Challenge:
Pull out every line in the records below that contains the string "metal", with case counting.

Provided records:
▬▬▬▬▬▬▬▬▬▬

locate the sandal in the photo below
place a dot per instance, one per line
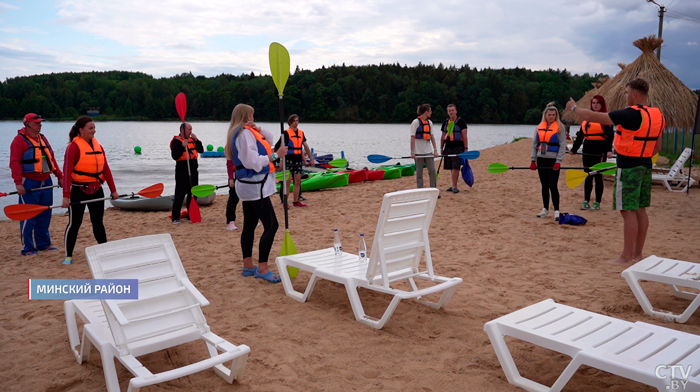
(249, 271)
(269, 277)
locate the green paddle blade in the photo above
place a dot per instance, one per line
(497, 168)
(342, 162)
(279, 66)
(203, 190)
(288, 248)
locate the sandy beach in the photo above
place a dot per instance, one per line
(487, 235)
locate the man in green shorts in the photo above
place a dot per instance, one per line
(637, 139)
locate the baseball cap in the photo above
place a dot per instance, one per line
(32, 117)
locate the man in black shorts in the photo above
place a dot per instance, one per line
(454, 141)
(295, 140)
(637, 139)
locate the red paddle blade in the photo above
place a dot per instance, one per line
(181, 105)
(195, 215)
(152, 191)
(24, 211)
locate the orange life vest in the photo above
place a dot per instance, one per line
(592, 131)
(91, 162)
(38, 156)
(549, 137)
(641, 142)
(191, 146)
(423, 131)
(296, 142)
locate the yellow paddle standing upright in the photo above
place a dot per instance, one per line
(279, 67)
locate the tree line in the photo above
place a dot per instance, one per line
(385, 93)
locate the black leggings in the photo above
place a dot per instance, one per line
(589, 161)
(263, 211)
(549, 179)
(75, 217)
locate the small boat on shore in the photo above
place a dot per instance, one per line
(161, 203)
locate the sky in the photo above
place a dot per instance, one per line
(211, 37)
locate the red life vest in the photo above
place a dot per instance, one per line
(641, 142)
(191, 146)
(592, 131)
(423, 131)
(91, 162)
(549, 137)
(296, 142)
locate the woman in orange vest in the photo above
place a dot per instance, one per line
(596, 148)
(548, 149)
(85, 168)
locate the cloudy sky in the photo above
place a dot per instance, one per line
(210, 37)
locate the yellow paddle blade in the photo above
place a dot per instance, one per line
(575, 178)
(279, 66)
(288, 248)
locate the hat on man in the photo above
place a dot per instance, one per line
(31, 117)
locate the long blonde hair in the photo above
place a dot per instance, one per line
(562, 130)
(239, 117)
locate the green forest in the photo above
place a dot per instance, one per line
(385, 93)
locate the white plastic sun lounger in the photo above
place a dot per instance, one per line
(168, 313)
(663, 358)
(676, 180)
(400, 241)
(674, 273)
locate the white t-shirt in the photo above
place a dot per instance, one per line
(248, 154)
(423, 146)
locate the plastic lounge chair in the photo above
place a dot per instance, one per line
(676, 180)
(400, 241)
(638, 351)
(675, 273)
(168, 313)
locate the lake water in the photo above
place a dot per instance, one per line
(134, 172)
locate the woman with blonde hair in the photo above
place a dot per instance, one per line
(548, 150)
(248, 147)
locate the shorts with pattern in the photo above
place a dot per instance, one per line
(632, 189)
(453, 163)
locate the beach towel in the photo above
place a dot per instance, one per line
(467, 174)
(571, 219)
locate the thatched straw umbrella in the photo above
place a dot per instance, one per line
(676, 101)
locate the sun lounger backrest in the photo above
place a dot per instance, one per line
(167, 312)
(401, 237)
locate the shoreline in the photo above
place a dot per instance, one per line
(488, 235)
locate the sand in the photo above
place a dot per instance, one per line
(488, 235)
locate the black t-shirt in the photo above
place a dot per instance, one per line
(460, 125)
(631, 119)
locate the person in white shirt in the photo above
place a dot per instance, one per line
(423, 147)
(248, 147)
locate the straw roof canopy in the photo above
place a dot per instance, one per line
(676, 101)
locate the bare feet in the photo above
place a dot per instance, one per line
(622, 261)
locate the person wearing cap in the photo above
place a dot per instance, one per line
(32, 161)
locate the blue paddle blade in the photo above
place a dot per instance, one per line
(375, 158)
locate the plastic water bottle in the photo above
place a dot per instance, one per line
(363, 248)
(337, 246)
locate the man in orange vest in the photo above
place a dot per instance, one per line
(637, 139)
(32, 161)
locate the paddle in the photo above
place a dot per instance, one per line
(2, 194)
(181, 106)
(575, 178)
(375, 158)
(500, 168)
(29, 211)
(279, 68)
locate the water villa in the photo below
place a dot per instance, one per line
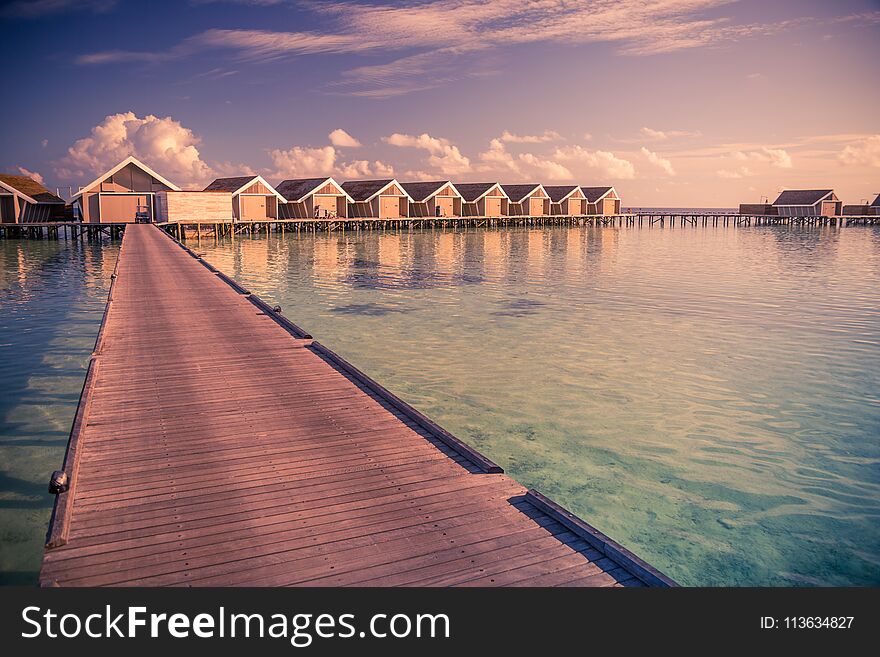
(602, 200)
(433, 199)
(124, 194)
(483, 200)
(253, 199)
(207, 207)
(383, 199)
(24, 200)
(807, 203)
(527, 200)
(312, 198)
(863, 209)
(568, 200)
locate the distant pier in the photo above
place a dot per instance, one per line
(184, 229)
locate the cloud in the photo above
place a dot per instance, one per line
(31, 174)
(865, 152)
(463, 35)
(545, 168)
(444, 156)
(35, 9)
(341, 138)
(547, 135)
(658, 161)
(662, 135)
(161, 143)
(306, 162)
(741, 172)
(775, 157)
(604, 162)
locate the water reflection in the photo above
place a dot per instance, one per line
(705, 395)
(51, 300)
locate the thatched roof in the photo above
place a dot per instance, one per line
(593, 194)
(296, 189)
(229, 184)
(30, 187)
(559, 192)
(470, 192)
(517, 193)
(422, 191)
(802, 196)
(364, 190)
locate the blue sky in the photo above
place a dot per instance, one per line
(675, 102)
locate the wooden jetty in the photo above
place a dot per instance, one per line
(55, 229)
(216, 443)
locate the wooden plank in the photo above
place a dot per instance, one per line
(217, 444)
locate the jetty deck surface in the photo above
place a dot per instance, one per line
(212, 447)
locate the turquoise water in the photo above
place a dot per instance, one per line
(52, 296)
(706, 396)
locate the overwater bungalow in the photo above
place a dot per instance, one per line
(23, 200)
(566, 200)
(602, 200)
(377, 199)
(309, 198)
(808, 203)
(758, 209)
(483, 200)
(527, 200)
(433, 199)
(124, 194)
(253, 199)
(194, 206)
(863, 209)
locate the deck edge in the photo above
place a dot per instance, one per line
(473, 455)
(59, 521)
(279, 318)
(604, 544)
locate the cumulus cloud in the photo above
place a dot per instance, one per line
(658, 161)
(604, 162)
(663, 135)
(342, 139)
(462, 31)
(161, 143)
(547, 135)
(549, 169)
(741, 172)
(866, 152)
(497, 156)
(444, 156)
(307, 162)
(31, 174)
(775, 157)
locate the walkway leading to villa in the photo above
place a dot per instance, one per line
(217, 444)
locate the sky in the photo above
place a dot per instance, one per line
(684, 103)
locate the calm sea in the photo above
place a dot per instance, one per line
(52, 296)
(706, 396)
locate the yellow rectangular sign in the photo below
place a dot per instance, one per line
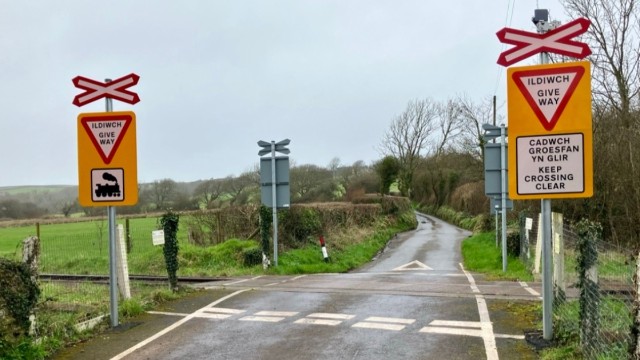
(107, 159)
(550, 131)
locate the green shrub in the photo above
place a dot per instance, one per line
(169, 223)
(252, 256)
(513, 243)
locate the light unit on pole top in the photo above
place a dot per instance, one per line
(279, 146)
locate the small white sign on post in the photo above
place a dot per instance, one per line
(157, 236)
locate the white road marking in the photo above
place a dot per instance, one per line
(464, 332)
(414, 265)
(369, 325)
(318, 321)
(166, 313)
(529, 289)
(172, 327)
(390, 320)
(331, 316)
(223, 310)
(213, 316)
(486, 326)
(277, 313)
(451, 331)
(471, 324)
(241, 281)
(262, 318)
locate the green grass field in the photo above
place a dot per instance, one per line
(82, 247)
(481, 254)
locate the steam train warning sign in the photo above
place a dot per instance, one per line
(107, 159)
(107, 184)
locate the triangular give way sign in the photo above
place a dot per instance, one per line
(548, 90)
(106, 131)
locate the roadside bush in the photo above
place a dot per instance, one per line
(252, 256)
(19, 294)
(210, 227)
(513, 243)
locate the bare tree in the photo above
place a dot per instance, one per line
(408, 137)
(162, 191)
(474, 115)
(238, 186)
(616, 55)
(450, 124)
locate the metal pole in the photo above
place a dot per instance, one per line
(503, 205)
(274, 203)
(547, 270)
(113, 270)
(497, 232)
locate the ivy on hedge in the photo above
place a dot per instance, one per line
(19, 294)
(169, 223)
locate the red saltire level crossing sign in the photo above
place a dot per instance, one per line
(106, 132)
(116, 89)
(548, 90)
(556, 41)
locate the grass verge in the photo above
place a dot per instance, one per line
(480, 254)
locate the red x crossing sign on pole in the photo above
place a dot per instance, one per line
(116, 89)
(556, 41)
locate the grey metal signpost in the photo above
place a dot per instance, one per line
(493, 132)
(276, 201)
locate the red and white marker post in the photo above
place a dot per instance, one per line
(324, 249)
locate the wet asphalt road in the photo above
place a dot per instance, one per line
(413, 302)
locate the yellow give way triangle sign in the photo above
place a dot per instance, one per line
(548, 91)
(414, 265)
(107, 159)
(550, 131)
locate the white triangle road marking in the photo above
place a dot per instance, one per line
(414, 265)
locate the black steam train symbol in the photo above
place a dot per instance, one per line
(107, 189)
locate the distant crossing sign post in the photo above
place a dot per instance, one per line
(274, 174)
(550, 132)
(107, 158)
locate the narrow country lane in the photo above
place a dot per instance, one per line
(413, 302)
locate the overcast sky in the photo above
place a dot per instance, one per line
(217, 76)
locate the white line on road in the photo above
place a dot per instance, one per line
(471, 324)
(172, 327)
(241, 281)
(451, 331)
(213, 316)
(277, 313)
(390, 320)
(488, 336)
(223, 310)
(529, 289)
(262, 318)
(369, 325)
(318, 322)
(166, 313)
(332, 316)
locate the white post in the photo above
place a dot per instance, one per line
(113, 266)
(503, 171)
(558, 253)
(274, 203)
(123, 269)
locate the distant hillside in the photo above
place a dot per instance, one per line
(18, 190)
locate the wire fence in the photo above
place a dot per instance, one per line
(594, 289)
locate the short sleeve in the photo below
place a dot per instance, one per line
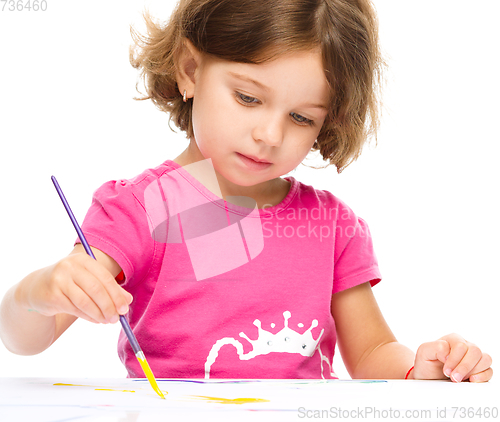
(354, 258)
(116, 223)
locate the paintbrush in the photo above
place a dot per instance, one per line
(125, 325)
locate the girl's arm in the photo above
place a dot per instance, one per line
(370, 350)
(37, 310)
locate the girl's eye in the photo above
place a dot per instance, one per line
(246, 99)
(301, 119)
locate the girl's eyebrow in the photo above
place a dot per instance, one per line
(265, 88)
(248, 79)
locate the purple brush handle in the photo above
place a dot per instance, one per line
(125, 325)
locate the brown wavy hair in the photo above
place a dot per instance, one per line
(254, 31)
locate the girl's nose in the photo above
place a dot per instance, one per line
(269, 130)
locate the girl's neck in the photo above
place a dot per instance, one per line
(266, 194)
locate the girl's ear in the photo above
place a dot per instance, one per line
(188, 61)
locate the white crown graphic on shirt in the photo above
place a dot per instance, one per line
(284, 341)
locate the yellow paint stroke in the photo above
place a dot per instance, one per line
(99, 388)
(241, 400)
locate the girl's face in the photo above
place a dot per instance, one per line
(245, 113)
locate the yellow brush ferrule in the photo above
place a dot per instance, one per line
(149, 374)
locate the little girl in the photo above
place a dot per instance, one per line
(224, 268)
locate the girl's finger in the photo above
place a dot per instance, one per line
(482, 366)
(117, 294)
(98, 295)
(84, 304)
(482, 376)
(471, 355)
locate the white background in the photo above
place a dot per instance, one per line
(429, 190)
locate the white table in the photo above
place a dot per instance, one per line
(132, 400)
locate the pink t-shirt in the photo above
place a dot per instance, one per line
(229, 291)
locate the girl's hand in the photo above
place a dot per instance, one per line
(77, 285)
(452, 357)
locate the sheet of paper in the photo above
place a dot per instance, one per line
(132, 400)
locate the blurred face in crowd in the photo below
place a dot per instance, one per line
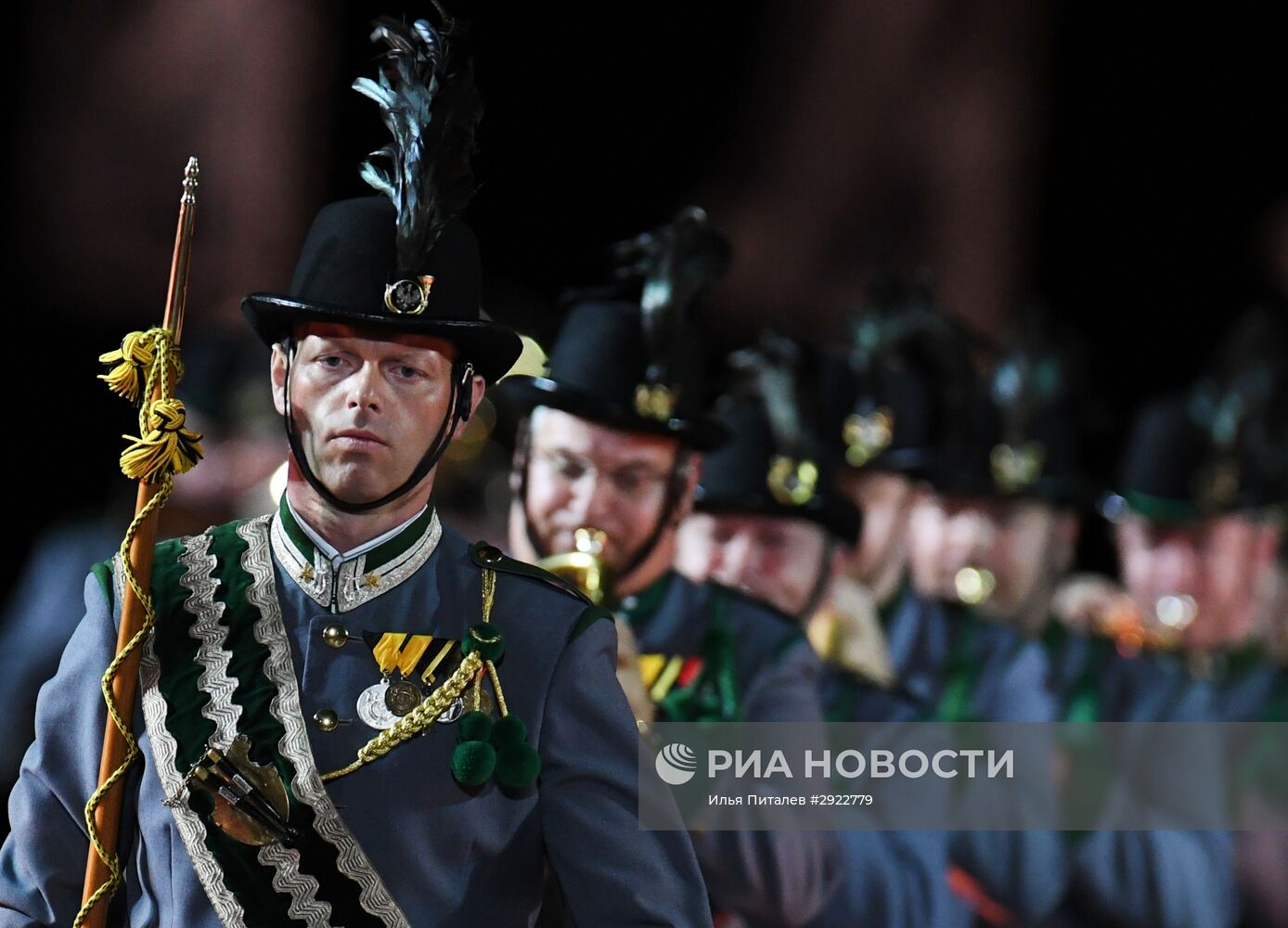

▬▬▬▬▬▬▬▬▬▬

The result:
locate the metal pole in the photo above
locate the grey metal signpost in the photo above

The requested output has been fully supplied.